# daylab 300



## ferny

I did a search for daylab and the results showed me this forum for most of them so I'll ask in here. 

Does anyone know anything about the Daylab 300? I've done a search and can find hardly anything. 
I think to use 699 film you need something called Instant Slide Enlarger but I'm not sure.

Any help would be cool.


----------



## terri

Here ya go, muffin:
http://www.daylab.com/Products/products.html

Do you shoot with slide film?   35mm or 120?   If you shoot mainly 35mm that dictate the size Daylab color_ head _ you'll want.   I use a Daylab 35+ (for 35mm slide film) and have 3 different interchangable _bases_ for it.   One of the reasons I love the 35+ is that it allows you to cheat a little, letting you use 4x5 sheet film (with approprate film holder) so you can get that larger image for your transfers.   I started off using nothing but the standard base (taking 669 film) but now I use mostly the 4x5 base, and the SX-70 base.  

I'm not sure what a Daylab 300 is....seems like someone inquired about it before.    :scratch:   Maybe just an old model??   

The Daylab Jr, Daylab 35, Daylab 35+ and Vivitar are all what are called slide printers.   It's a strange term for what it actually does, which is allow you to project your slides onto various Polaroid films to obtain a Polaroid print.   

They all have different bells and whistles, so it's a matter of knowing what your main film uses are, and what you realistically believe you'll grow into.

Does this help at all?


----------



## ferny

That helps, kinda. I think the 300 is an odd one. Daylab themselves don't meantion it. Maybe it's the European version? You don't get many daylabs here at all.

I want one so that I'm not as limited when doing lifts. Right now I have to use the polaroid. If I can use one of my 35mm slr's it'll open up a whole new world.


----------



## terri

> If I can use one of my 35mm slr's it'll open up a whole new world.



You have no idea.     

I can't see wasting hard-earned $ on an outdated model that may not even be supported by Daylab.   For the least expensive way into the world of the slide printer, do a search on the Vivitar.   Orie has one and it seems to have given her little problems.   It has its limitations, but the price is right to see if you are really interested in using a slide printer.

If you feel certain you are (and have more money to burn), get the 35+ with the 3x4 base (the standard base).   It's for 669 pack film.   You can grow into this system by adding bases if you're really into it.   

And yes, either slide printer will take ANY 35mm slide, meaning you can use all your lenses and control conditions much better than just using the Polaroid camera.   It's a heady freedom, I can attest to that!  

I'll be interested in seeing what you find out.   Good luck!!


----------



## Heather

Hey!  This might be a little late, but I just noticed this thread.  I have a daylab 300, and it's pretty much a 35.  It has the colour correction and the moveable base, so it's perfect for doing transfers (669).  I believe it comes with a regular 8x10 printing base, so you would probably have to buy a polaroid neg. base to go with it.

Hope that helps!


----------



## terri

Finally, someone who actually knows what the 300 is!       The Daylab site no longer mentions them, so I'd guess it's the predecessor to the 35, with the color head and all.   Heather, is the standard base the 3x4, for the 669?  Or the 8x10?   I've always wondered what the deal is, the couple I've seen on ebay always seem to have an 8x10 base, meaning you'd need to have the film holder AND processer.


----------



## Heather

I think the standard base is just the 8x10, but I'm not sure cuz I bought it off ebay and it came with the 3x4, which wasn't in the description in ebay or on the box.  I'm assuming I got really, really lucky.


----------

#####

▶ [Task set]:
**A)** In the Daylab 300 thread, what film does the standard 3x4 base for the 35+ take?
**B)** Reproduce the Daylab 300 thread from "You have no" up to and including "a slide printer.", replacing "outdated model" with "older model".

[Pointing dataset records]
#####

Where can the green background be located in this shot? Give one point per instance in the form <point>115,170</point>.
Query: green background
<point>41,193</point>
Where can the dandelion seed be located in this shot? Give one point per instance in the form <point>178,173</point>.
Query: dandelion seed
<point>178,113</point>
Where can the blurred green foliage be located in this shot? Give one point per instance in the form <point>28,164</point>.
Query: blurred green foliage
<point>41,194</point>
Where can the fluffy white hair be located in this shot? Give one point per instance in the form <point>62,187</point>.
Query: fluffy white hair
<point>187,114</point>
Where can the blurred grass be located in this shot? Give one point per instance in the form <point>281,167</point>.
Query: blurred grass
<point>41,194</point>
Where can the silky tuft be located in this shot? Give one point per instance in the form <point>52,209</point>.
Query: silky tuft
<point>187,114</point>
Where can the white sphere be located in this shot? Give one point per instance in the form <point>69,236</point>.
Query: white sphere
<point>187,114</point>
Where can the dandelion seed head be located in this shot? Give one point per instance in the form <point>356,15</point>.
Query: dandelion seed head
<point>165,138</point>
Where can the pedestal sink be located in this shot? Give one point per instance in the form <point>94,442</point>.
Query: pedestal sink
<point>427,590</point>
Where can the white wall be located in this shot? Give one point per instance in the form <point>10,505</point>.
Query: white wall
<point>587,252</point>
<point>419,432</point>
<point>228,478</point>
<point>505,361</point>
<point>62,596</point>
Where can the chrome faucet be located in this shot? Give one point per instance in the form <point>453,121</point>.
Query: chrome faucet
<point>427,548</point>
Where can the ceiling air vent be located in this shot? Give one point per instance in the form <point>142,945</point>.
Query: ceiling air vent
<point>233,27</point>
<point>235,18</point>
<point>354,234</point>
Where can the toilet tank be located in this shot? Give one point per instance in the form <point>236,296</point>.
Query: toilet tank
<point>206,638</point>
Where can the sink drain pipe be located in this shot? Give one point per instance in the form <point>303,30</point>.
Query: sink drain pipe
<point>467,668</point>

#####

▶ [Outputs by task]:
**A)** 669 pack film.

**B)**
You have no idea.     

I can't see wasting hard-earned $ on an older model that may not even be supported by Daylab.   For the least expensive way into the world of the slide printer, do a search on the Vivitar.   Orie has one and it seems to have given her little problems.   It has its limitations, but the price is right to see if you are really interested in using a slide printer.